Switch "woman" to "lady" everywhere in the data, from the line with "Where can the crowd" up to and including the line with "x=621, y=80". Give back only those lines, with nothing else changed.

Records for processing
╭──

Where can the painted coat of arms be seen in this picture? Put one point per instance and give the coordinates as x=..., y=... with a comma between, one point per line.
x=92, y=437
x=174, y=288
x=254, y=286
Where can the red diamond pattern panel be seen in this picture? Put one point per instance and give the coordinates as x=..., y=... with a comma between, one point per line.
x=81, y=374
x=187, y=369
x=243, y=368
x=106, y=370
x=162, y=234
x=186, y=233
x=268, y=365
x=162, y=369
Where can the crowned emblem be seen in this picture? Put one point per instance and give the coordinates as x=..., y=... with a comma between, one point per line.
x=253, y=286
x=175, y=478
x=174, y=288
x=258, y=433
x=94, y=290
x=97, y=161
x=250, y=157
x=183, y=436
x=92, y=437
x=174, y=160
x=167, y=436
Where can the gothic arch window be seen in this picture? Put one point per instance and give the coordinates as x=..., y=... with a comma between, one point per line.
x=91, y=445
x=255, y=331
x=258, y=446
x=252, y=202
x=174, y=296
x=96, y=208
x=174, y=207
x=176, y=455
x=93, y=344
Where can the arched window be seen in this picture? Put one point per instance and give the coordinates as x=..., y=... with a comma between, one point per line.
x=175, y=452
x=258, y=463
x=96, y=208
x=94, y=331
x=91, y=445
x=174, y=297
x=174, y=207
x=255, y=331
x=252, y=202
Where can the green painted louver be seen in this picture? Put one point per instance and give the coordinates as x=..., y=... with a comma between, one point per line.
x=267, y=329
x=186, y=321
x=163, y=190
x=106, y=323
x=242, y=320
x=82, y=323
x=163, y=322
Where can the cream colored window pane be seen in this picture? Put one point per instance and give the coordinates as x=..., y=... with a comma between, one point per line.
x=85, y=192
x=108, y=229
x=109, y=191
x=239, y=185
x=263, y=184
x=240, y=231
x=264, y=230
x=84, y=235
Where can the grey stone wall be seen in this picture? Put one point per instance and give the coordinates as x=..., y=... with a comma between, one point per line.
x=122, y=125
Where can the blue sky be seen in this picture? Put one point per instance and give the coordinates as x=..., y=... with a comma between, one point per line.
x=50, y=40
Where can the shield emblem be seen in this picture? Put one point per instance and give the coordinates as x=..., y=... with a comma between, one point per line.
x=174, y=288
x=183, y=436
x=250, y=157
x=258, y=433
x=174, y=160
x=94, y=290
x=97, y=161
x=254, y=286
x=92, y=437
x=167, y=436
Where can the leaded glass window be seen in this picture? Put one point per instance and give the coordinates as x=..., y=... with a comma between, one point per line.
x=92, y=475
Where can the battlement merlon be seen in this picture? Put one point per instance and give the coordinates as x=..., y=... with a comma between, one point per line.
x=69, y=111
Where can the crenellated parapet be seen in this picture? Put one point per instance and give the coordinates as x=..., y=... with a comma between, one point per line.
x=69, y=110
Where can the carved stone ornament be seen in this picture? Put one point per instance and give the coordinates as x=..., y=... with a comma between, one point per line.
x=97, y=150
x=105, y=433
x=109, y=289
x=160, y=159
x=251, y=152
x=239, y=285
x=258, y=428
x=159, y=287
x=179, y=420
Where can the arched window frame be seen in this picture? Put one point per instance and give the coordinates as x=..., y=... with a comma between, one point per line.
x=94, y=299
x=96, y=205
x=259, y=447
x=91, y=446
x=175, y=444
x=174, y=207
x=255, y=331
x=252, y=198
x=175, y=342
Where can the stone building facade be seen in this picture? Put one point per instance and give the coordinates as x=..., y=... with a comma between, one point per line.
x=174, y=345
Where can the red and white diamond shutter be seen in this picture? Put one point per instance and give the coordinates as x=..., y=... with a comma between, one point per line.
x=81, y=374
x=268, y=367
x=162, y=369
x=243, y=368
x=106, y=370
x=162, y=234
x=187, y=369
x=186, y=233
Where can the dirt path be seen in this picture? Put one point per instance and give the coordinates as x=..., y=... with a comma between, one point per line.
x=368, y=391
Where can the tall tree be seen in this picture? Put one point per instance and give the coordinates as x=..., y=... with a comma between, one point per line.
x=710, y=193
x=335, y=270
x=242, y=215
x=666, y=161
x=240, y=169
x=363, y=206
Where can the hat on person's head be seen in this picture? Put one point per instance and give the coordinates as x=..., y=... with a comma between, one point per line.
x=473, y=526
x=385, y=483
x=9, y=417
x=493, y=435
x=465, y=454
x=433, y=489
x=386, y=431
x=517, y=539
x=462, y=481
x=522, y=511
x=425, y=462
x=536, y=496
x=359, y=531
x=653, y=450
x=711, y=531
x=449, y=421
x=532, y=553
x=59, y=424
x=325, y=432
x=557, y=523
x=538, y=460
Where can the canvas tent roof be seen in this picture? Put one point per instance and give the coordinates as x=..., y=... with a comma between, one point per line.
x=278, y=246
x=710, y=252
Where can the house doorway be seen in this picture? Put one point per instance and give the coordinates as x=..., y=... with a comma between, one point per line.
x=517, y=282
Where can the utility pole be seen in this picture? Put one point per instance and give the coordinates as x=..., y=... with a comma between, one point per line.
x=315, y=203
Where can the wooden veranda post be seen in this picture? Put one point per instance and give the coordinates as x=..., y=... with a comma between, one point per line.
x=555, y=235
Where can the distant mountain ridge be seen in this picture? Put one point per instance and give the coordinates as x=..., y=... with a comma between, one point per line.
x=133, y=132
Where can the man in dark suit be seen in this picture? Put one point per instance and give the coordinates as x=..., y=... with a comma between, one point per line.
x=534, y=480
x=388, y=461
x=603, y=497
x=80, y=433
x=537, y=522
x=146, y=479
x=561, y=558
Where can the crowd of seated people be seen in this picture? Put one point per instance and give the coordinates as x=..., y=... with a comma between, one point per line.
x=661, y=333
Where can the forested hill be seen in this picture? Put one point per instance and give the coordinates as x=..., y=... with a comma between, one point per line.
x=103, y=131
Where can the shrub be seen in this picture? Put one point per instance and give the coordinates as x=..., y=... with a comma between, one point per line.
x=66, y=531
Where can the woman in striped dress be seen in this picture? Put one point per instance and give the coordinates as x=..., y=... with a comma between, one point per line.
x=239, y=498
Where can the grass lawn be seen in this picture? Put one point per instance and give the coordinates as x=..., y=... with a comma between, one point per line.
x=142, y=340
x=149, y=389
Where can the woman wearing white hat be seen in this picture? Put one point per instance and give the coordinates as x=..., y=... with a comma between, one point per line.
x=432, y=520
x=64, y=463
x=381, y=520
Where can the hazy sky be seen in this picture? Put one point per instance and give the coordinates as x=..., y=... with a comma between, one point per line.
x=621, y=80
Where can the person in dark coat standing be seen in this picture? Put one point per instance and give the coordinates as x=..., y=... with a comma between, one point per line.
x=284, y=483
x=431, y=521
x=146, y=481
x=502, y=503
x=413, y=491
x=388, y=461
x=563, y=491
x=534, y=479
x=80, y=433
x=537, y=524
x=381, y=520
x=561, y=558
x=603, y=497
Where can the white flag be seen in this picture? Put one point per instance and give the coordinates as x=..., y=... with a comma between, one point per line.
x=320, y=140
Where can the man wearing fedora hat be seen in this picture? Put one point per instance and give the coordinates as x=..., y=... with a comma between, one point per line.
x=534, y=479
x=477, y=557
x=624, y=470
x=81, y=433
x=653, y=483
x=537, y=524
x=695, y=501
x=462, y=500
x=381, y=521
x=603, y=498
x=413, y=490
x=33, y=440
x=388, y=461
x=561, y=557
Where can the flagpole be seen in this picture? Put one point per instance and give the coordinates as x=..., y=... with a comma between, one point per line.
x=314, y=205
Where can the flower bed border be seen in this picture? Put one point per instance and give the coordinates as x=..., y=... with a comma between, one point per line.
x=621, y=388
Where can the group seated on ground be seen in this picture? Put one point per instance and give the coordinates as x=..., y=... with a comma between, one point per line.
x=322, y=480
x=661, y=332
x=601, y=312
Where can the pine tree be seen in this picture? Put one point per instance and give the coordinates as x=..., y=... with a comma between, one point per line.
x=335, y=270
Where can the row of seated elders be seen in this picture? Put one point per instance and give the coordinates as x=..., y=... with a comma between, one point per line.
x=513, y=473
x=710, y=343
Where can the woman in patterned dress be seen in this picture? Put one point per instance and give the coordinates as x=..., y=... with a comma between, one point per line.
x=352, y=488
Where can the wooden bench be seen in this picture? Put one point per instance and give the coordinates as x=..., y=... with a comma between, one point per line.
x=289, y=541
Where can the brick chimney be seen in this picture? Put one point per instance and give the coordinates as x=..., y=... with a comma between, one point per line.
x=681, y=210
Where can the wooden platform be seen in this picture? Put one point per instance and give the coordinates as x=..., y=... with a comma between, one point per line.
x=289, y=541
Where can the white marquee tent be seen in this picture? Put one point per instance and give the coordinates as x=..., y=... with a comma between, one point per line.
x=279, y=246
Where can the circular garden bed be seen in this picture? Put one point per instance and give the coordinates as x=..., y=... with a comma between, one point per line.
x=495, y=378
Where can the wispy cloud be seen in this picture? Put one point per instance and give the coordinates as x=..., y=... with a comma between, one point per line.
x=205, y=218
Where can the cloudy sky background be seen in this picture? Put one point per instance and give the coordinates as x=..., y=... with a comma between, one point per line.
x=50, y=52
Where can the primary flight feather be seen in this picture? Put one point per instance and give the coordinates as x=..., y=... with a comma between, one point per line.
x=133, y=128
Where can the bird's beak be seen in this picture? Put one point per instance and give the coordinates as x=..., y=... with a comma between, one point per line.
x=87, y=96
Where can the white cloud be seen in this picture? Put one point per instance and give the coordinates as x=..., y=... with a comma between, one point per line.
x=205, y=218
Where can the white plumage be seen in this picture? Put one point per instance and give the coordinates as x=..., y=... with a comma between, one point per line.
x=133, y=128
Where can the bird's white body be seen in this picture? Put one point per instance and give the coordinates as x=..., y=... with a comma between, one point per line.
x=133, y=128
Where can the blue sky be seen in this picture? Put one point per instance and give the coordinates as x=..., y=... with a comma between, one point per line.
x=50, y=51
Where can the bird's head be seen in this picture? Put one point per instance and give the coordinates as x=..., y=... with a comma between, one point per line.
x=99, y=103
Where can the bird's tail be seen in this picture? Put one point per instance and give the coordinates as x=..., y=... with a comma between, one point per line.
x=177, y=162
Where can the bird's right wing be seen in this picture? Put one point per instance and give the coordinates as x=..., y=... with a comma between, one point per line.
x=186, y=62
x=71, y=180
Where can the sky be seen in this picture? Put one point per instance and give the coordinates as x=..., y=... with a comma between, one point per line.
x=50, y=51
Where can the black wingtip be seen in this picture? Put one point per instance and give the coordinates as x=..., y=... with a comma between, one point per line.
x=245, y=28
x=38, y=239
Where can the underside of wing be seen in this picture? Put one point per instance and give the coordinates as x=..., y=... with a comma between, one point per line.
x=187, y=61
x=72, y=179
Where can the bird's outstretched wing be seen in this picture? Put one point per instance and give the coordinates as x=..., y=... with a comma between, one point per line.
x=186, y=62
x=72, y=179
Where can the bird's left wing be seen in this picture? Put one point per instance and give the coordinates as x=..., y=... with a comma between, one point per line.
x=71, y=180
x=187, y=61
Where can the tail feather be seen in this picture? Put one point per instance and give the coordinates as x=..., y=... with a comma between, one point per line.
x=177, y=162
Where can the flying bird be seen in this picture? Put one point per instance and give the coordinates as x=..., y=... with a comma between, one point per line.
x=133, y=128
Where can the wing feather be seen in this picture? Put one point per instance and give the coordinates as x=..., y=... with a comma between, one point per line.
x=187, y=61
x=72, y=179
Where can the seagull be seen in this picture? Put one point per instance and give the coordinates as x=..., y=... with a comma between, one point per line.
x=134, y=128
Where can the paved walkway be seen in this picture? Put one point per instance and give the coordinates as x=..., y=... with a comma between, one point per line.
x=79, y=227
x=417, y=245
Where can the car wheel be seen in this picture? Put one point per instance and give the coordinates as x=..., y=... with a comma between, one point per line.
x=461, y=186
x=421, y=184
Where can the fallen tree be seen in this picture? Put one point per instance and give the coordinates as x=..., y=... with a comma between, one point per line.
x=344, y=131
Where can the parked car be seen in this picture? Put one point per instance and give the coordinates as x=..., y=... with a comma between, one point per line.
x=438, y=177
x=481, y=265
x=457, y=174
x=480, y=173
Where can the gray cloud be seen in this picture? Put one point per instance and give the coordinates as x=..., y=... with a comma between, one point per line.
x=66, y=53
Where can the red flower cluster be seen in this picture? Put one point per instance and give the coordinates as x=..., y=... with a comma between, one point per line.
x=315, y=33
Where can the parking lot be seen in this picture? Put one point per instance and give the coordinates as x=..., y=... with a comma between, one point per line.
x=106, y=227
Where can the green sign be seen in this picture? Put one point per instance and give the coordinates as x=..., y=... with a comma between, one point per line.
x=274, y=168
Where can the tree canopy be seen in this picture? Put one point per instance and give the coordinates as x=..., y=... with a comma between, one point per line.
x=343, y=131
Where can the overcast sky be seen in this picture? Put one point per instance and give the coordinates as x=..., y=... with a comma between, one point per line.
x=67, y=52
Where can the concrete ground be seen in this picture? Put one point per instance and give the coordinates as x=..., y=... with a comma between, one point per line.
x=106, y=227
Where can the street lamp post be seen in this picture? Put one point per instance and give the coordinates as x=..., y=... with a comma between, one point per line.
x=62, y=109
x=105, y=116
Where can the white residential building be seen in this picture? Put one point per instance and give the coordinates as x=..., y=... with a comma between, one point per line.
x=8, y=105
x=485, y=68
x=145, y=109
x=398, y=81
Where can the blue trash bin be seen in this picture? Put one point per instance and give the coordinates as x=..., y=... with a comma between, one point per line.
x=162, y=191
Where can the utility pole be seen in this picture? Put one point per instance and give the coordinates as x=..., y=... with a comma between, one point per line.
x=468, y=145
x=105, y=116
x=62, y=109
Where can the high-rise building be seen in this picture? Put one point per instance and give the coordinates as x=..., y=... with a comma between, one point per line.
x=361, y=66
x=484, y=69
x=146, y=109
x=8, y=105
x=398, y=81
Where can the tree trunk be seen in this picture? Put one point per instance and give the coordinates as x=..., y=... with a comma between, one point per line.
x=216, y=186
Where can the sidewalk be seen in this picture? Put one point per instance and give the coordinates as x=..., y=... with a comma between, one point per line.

╰──

Answer to the exercise
Where can the crowd of seated people be seen in this picture? Put one point per instance and give the coordinates as x=..., y=... with a comma between, one point per line.
x=661, y=333
Where can the forested hill be seen in this picture? Put one point per instance and give the coordinates as x=..., y=... with a comma between, one point per line.
x=103, y=131
Where can the shrub be seen in this picture? Put one point per instance and give the coordinates as x=..., y=... with a comma between, one point per line.
x=66, y=531
Where can the lady in striped dress be seen in this picture? Put one point per instance and give the coordinates as x=..., y=... with a comma between, one point per line.
x=239, y=498
Where can the grass lawn be seen in this picture? Put one point per instance and give the coordinates as x=..., y=... with a comma between, one point per line.
x=142, y=340
x=149, y=389
Where can the lady wearing white hat be seen in this picture? Put one point per instance and give the coordinates as x=..., y=... with a comma between, one point per line.
x=432, y=520
x=64, y=463
x=381, y=520
Where can the hazy sky be seen in this picture? Put one point per instance and give the coordinates as x=..., y=... with a comma between, one point per line.
x=621, y=80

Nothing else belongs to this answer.